__TO DO__:
Pull out every line of the entries below that contains the word "blurred", and copy each one unchanged.

──────── THE INPUT

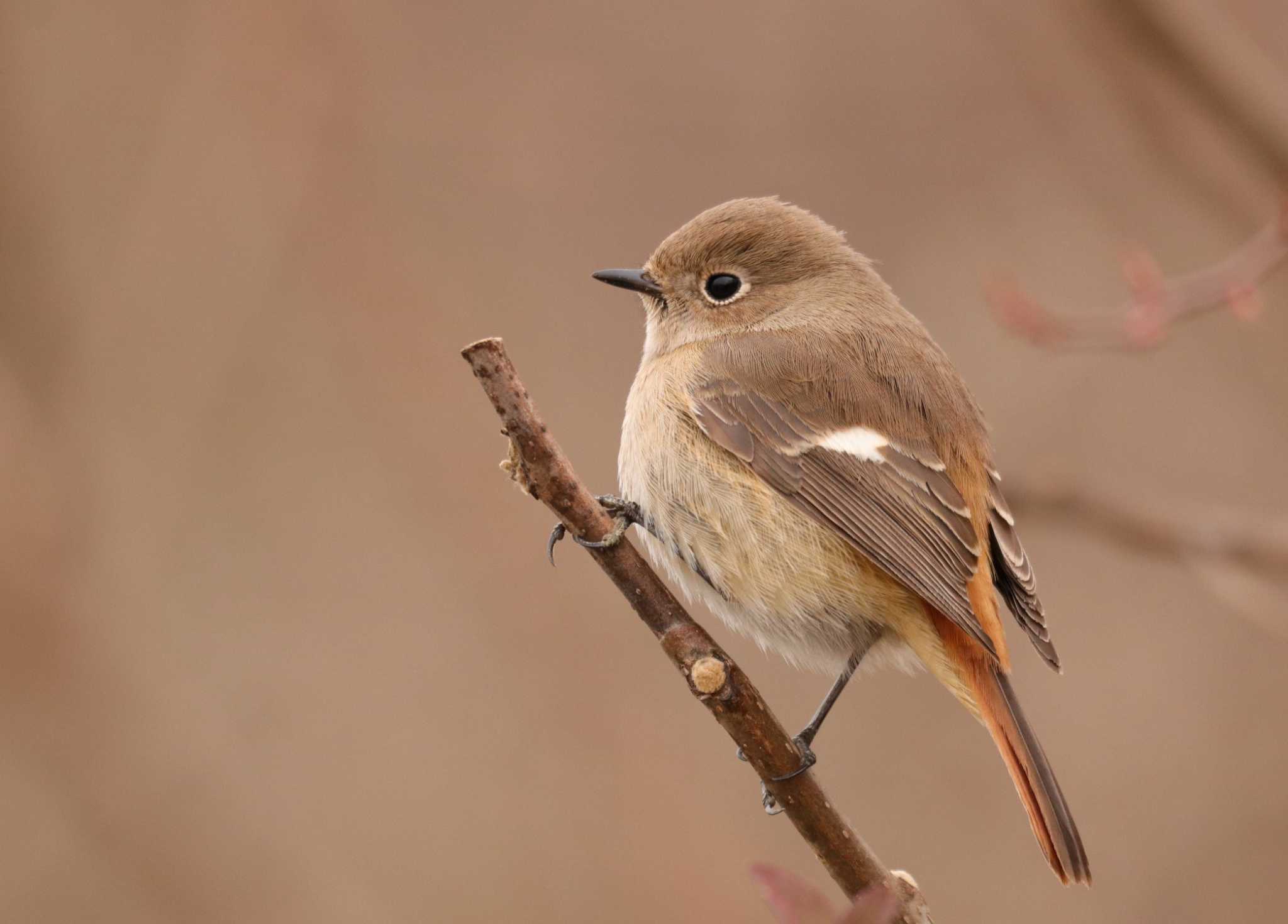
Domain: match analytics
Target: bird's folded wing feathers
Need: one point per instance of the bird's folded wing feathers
(896, 505)
(1014, 575)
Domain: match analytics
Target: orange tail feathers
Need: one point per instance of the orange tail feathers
(1000, 710)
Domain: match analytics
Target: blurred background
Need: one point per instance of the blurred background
(280, 640)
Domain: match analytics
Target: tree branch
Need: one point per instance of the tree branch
(1238, 555)
(1157, 303)
(540, 468)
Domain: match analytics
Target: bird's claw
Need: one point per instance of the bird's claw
(626, 514)
(808, 759)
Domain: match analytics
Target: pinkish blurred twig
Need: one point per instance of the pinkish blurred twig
(1241, 556)
(1157, 303)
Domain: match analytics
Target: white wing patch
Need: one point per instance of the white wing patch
(857, 442)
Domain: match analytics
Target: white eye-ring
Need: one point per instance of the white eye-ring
(720, 289)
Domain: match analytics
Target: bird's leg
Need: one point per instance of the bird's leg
(626, 514)
(807, 735)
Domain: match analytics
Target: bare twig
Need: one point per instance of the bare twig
(795, 901)
(1257, 544)
(541, 469)
(1208, 50)
(1157, 303)
(1240, 556)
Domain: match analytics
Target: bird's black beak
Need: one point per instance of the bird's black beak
(634, 280)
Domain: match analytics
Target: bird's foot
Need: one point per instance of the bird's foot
(626, 514)
(808, 759)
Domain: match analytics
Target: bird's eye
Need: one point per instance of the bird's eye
(721, 287)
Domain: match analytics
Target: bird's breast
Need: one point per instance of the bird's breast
(737, 545)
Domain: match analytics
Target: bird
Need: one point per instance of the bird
(807, 461)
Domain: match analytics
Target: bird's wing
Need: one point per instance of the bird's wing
(1013, 575)
(894, 503)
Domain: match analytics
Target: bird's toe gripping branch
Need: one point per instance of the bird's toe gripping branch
(626, 514)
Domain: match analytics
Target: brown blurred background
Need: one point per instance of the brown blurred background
(280, 641)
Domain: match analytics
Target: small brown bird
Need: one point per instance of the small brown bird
(809, 464)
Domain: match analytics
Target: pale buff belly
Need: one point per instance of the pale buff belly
(762, 565)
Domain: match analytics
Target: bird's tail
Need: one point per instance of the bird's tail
(1000, 711)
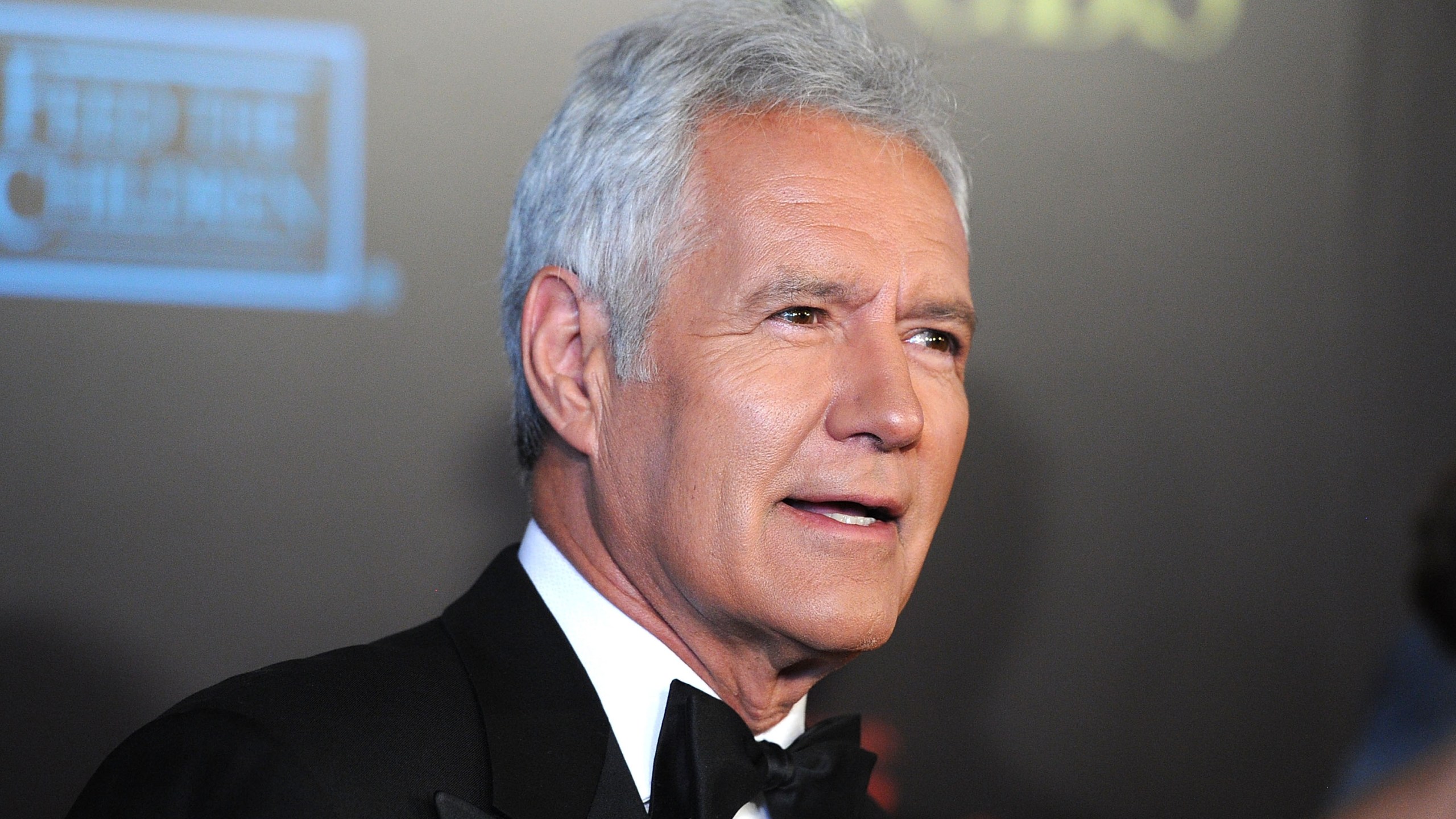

────────────────

__TASK ANSWER__:
Target: blurred background
Need: one point per instance of the blurred background
Target: pinkish blurred twig
Need: one point per instance of the pinkish blurred twig
Target: brown blurred background
Need: one point per instance of the brown blurred background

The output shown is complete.